Extracted data entries

* * * *

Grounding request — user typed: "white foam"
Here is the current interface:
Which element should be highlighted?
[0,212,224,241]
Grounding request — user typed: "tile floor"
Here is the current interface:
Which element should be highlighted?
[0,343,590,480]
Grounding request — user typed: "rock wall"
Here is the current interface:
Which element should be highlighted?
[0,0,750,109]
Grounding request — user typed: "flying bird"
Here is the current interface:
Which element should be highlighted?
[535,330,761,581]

* * * *

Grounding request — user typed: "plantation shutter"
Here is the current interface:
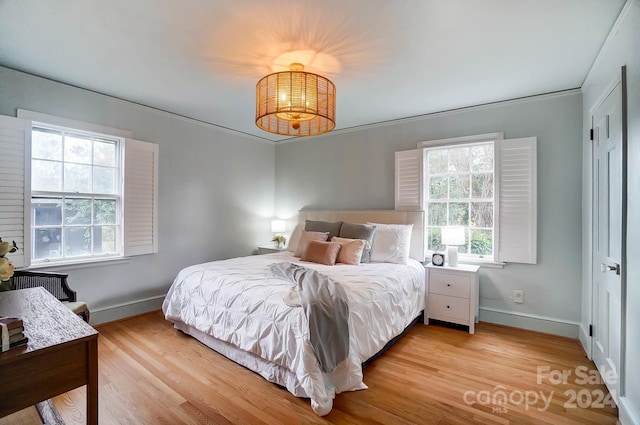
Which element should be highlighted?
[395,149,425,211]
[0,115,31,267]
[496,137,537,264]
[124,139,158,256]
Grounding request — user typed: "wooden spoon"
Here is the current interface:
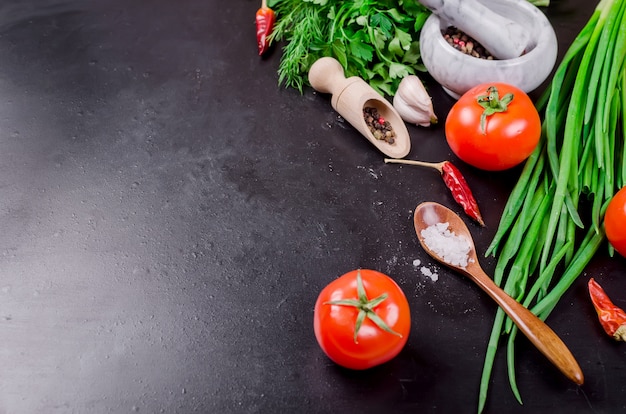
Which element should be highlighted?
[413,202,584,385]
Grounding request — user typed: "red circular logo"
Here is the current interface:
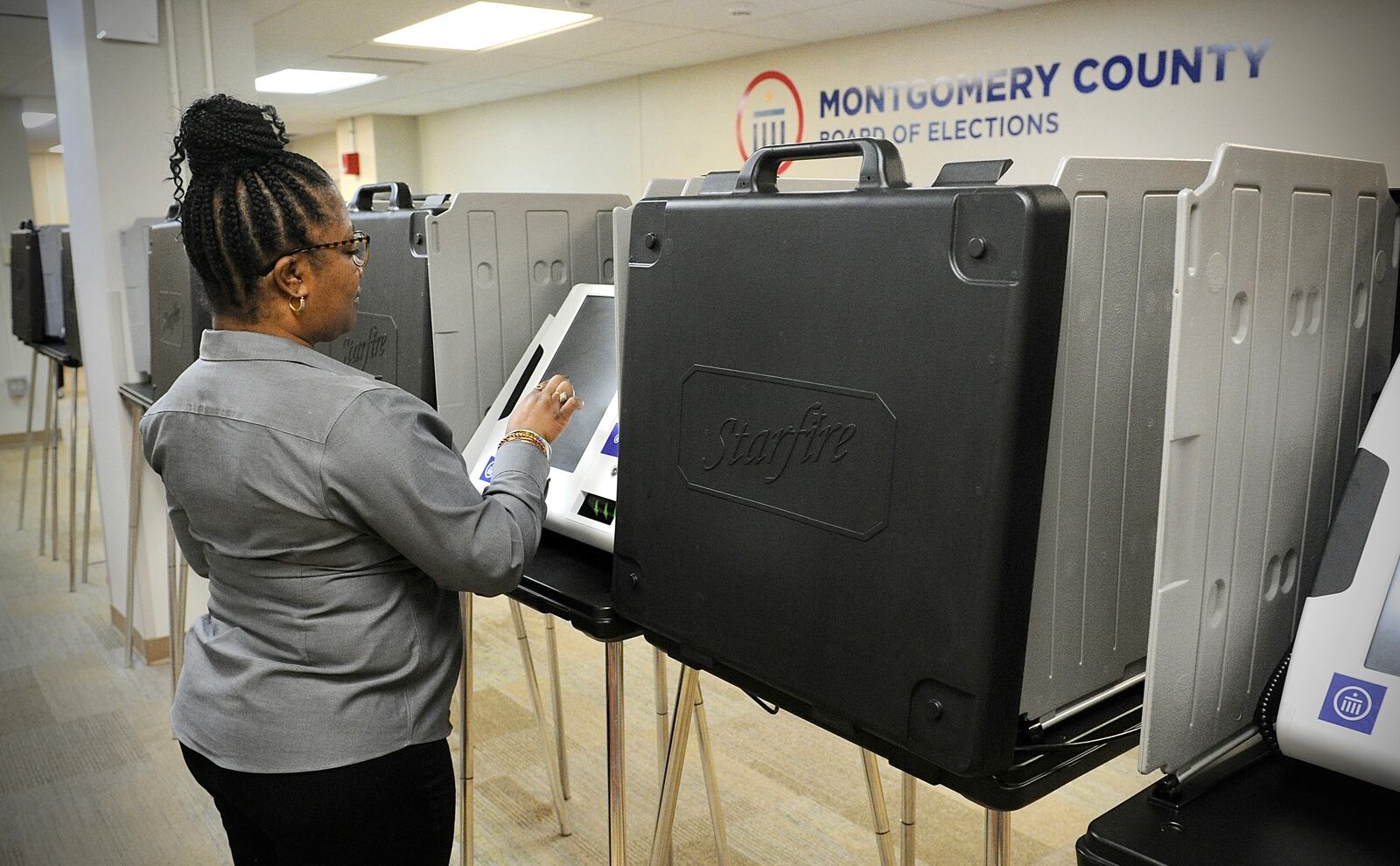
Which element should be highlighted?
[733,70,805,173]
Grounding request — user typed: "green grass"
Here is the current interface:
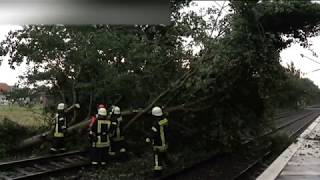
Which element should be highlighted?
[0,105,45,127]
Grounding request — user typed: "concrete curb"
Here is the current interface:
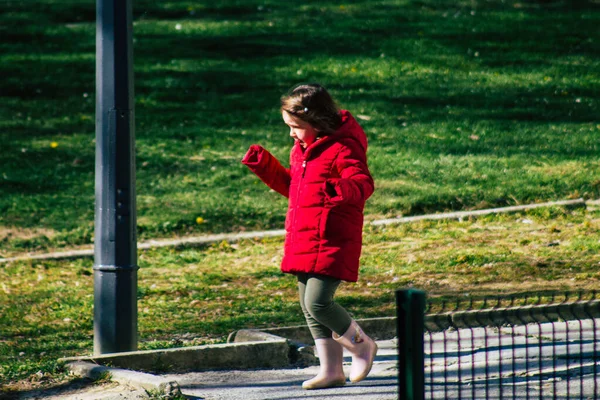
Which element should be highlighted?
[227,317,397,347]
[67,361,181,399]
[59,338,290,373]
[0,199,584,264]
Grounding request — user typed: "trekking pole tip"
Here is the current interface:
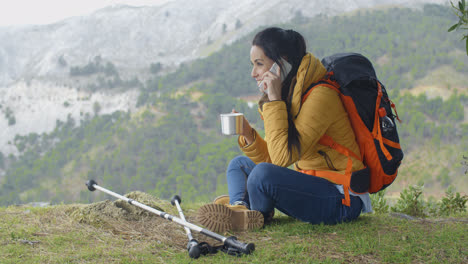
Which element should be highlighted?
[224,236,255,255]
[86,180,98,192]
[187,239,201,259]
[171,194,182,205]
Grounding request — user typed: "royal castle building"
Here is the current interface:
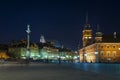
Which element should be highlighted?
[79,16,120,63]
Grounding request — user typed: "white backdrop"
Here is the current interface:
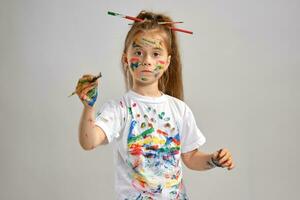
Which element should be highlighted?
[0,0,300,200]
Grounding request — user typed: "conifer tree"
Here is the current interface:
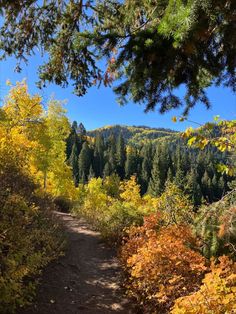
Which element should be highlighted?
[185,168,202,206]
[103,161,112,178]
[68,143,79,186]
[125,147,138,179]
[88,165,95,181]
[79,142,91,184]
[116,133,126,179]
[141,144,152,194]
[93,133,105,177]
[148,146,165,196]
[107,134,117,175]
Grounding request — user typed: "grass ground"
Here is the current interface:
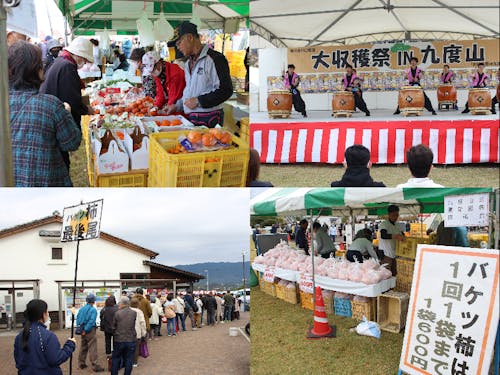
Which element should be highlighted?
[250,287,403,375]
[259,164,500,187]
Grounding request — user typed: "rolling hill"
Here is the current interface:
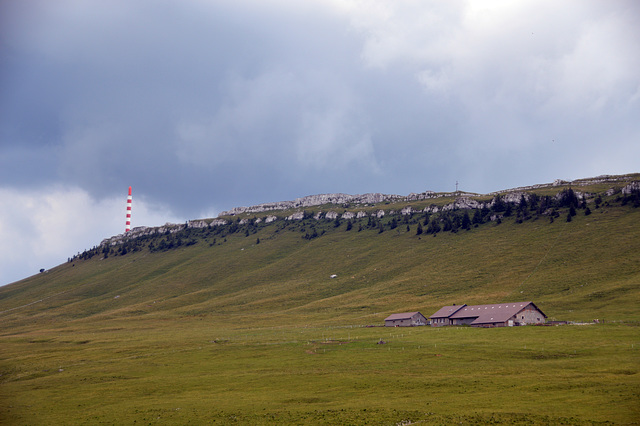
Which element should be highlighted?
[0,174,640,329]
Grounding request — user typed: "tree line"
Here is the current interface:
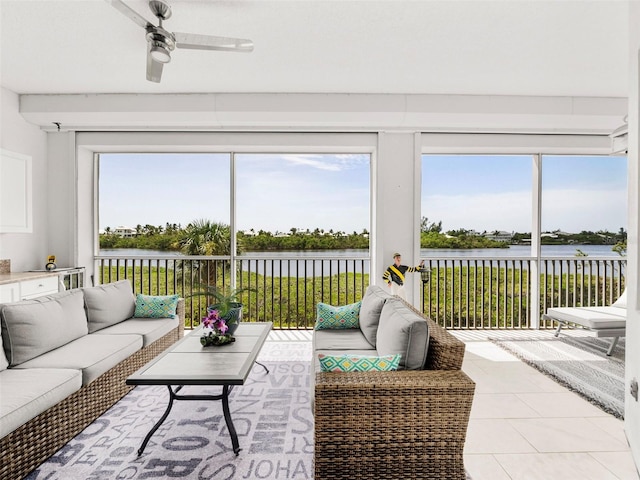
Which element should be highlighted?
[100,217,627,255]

* * * *

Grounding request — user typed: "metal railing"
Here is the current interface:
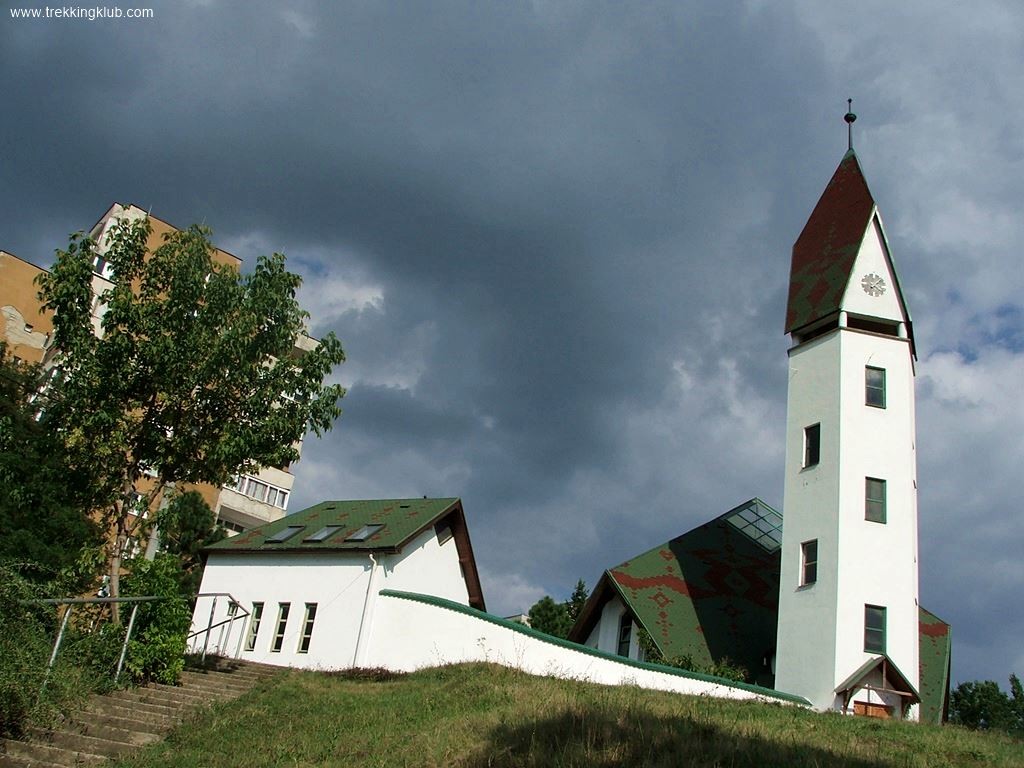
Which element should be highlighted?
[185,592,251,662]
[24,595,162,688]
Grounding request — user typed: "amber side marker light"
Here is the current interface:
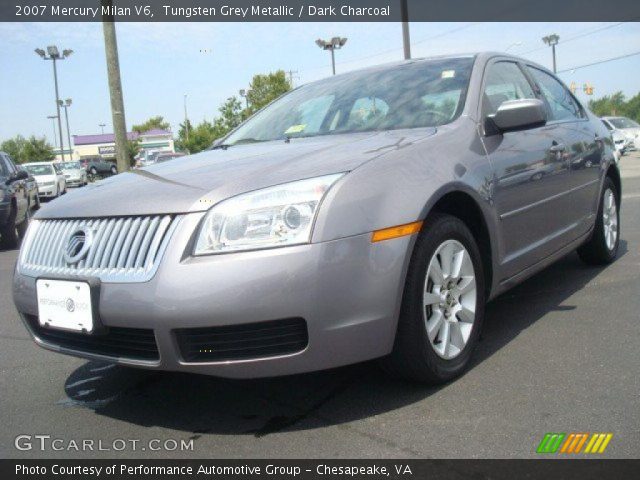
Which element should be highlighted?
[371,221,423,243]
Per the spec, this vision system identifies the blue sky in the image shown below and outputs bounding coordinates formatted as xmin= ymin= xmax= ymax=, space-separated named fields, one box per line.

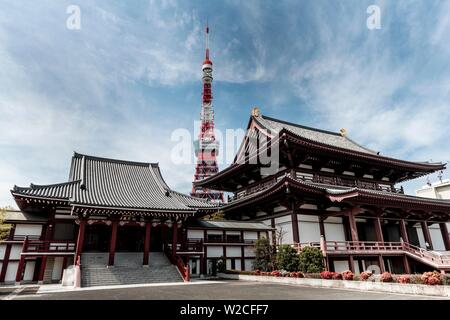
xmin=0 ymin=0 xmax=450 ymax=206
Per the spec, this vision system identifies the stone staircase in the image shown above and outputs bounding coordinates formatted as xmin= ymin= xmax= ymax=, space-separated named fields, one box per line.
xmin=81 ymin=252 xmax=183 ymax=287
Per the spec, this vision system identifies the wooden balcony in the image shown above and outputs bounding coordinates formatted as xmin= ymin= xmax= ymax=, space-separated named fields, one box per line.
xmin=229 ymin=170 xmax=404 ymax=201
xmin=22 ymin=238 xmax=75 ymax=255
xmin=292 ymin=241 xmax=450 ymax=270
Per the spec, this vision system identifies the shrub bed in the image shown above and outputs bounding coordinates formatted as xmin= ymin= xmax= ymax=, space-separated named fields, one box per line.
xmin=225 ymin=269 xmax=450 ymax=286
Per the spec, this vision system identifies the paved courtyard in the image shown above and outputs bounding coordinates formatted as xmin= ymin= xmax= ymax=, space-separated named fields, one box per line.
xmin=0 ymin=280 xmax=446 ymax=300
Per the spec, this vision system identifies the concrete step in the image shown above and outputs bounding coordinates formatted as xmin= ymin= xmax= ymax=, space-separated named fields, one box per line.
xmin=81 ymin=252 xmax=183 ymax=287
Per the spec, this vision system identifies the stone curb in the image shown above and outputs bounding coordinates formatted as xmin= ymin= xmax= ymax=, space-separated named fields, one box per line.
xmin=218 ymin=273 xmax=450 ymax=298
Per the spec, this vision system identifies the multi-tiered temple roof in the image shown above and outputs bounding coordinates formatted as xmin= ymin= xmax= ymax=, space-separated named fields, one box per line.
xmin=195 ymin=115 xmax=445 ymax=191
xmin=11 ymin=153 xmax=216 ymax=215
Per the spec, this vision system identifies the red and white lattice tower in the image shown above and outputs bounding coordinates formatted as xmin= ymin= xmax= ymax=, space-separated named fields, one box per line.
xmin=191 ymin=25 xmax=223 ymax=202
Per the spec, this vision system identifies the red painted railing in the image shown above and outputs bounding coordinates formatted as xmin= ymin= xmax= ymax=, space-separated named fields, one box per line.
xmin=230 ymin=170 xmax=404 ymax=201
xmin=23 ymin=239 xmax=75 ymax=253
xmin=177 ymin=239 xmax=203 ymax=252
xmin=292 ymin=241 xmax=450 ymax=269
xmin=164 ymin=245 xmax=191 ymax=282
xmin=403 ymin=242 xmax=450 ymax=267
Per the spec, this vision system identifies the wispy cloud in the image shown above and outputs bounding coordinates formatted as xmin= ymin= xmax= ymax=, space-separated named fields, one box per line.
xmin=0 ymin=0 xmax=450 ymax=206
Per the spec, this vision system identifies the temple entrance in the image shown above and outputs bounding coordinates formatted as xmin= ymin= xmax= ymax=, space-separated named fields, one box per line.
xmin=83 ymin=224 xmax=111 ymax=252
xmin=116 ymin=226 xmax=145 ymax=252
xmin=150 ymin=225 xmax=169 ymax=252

* * * *

Problem description: Set down, word for word, every line from the one with "Per the spec, this vision system identifies the concrete" to the one with "xmin=11 ymin=153 xmax=216 ymax=215", including both.

Problem solution:
Per the spec, this vision system identifies the concrete step in the image shown above and outputs bounding coordinates formatted as xmin= ymin= xmax= ymax=, space-separated named fields, one box per line.
xmin=81 ymin=252 xmax=183 ymax=287
Per the spec, this vision system identifies the stone curb in the image shown above and outputs bounding coordinates formatted as xmin= ymin= xmax= ymax=, space-separated named fields, one box per line.
xmin=218 ymin=273 xmax=450 ymax=298
Per the spec, this vision system identifies the multi-tiered temple roof in the image shown above and outputs bounding coordinates formatted as xmin= ymin= xmax= ymax=, space-separated named fields, one box per line.
xmin=195 ymin=115 xmax=445 ymax=191
xmin=11 ymin=153 xmax=216 ymax=215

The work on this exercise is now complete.